GIVEN REQUEST:
Render every line of the material below as a Markdown table with the columns No. and Line, numbering the rows and omitting blank lines. Leave the pictures out of the answer.

─── RECORDS TO PROCESS

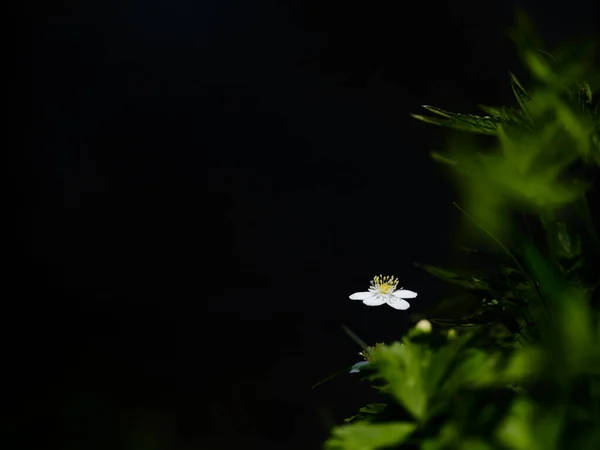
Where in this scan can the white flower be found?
[350,275,417,309]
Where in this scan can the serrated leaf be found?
[325,422,416,450]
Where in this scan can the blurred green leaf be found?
[540,215,581,259]
[374,339,432,420]
[496,398,563,450]
[344,403,387,423]
[325,422,416,450]
[414,263,490,290]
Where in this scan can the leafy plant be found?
[326,10,600,450]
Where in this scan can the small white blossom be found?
[350,275,417,309]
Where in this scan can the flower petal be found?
[392,289,417,298]
[388,297,410,310]
[363,297,385,306]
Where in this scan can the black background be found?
[21,0,598,450]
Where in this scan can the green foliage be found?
[326,9,600,450]
[325,422,416,450]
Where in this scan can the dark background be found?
[21,0,598,450]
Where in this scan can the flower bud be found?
[415,319,432,334]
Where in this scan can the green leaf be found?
[496,398,563,450]
[430,309,502,328]
[325,422,416,450]
[540,215,581,259]
[411,105,497,135]
[344,403,387,422]
[374,339,431,420]
[509,72,533,124]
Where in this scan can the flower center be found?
[371,275,398,294]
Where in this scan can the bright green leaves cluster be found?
[325,422,416,450]
[327,15,600,450]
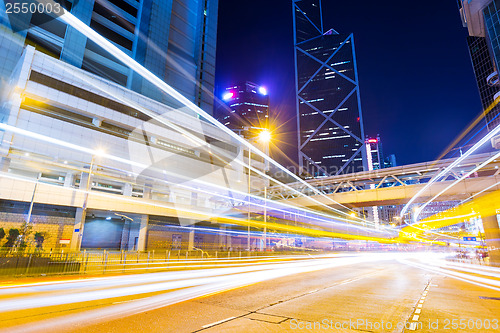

──────

WRITTEN RESPONSE:
| No. | Line |
|---|---|
| 1 | Where in this scan can the white flower be found? |
| 2 | [350,275,417,309] |
| 3 | Where in this scan can the serrated leaf be found? |
| 4 | [325,422,416,450] |
| 5 | Where in this scan can the blurred green leaf be found? |
| 6 | [540,215,581,259] |
| 7 | [374,339,432,420] |
| 8 | [496,398,563,450] |
| 9 | [344,403,387,423] |
| 10 | [325,422,416,450] |
| 11 | [414,263,490,290] |
| 12 | Where in this scan can the leafy plant be found? |
| 13 | [326,10,600,450] |
| 14 | Where in this scan can the small white blossom be found? |
| 15 | [350,275,417,309] |
| 16 | Where in this scan can the flower petal be found? |
| 17 | [392,289,417,298] |
| 18 | [388,297,410,310] |
| 19 | [363,297,385,306] |
| 20 | Where in this scan can the black background be found? |
| 21 | [21,0,598,450] |
| 22 | Where in this scan can the green foliage be found? |
| 23 | [326,9,600,450] |
| 24 | [325,422,416,450] |
| 25 | Where in this scan can the dark background be found? |
| 26 | [21,0,598,450] |
| 27 | Where in this scan can the flower bud be found? |
| 28 | [415,319,432,334] |
| 29 | Where in this scan can the green leaf be found? |
| 30 | [496,398,563,450] |
| 31 | [430,309,502,328] |
| 32 | [325,422,416,450] |
| 33 | [540,215,581,259] |
| 34 | [411,105,497,135] |
| 35 | [344,403,387,422] |
| 36 | [374,339,431,420] |
| 37 | [509,72,533,124] |
| 38 | Where in this scan can the flower center be found? |
| 39 | [371,275,398,294] |
| 40 | Where in this scan can the bright green leaves cluster be found? |
| 41 | [325,422,416,450] |
| 42 | [327,15,600,450] |